__Prompt__: Find the word "blue" in the listing, and copy out each line where it turns up.

__Working data__:
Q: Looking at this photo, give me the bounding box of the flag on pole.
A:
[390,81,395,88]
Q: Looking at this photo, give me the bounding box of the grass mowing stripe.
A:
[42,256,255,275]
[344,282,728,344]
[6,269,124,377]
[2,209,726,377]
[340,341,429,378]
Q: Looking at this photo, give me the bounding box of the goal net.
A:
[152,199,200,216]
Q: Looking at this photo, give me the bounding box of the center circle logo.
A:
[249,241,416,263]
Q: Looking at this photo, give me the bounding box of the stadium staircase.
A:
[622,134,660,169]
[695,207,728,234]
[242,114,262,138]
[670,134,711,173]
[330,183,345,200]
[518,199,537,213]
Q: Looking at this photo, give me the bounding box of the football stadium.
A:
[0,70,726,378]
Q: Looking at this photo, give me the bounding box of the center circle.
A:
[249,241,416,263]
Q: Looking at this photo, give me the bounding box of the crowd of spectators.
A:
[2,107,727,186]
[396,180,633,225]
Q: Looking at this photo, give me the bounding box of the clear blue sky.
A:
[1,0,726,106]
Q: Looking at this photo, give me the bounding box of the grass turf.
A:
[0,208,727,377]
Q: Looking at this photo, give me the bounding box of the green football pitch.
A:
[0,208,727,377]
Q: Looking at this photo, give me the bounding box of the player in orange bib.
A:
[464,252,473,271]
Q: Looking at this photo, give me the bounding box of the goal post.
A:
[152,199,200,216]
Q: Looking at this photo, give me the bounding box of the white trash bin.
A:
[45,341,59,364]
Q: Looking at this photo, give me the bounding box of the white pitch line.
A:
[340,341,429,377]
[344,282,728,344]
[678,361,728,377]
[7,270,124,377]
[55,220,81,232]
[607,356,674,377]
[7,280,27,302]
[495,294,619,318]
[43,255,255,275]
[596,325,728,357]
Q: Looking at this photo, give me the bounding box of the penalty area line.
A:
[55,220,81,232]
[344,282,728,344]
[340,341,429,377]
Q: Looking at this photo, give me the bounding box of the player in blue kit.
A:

__Answer area__:
Q: Looking at this photo, give me the bounding box of the clear blue sky.
Q: Looking at this photo, give me the bounding box of the player in blue kit.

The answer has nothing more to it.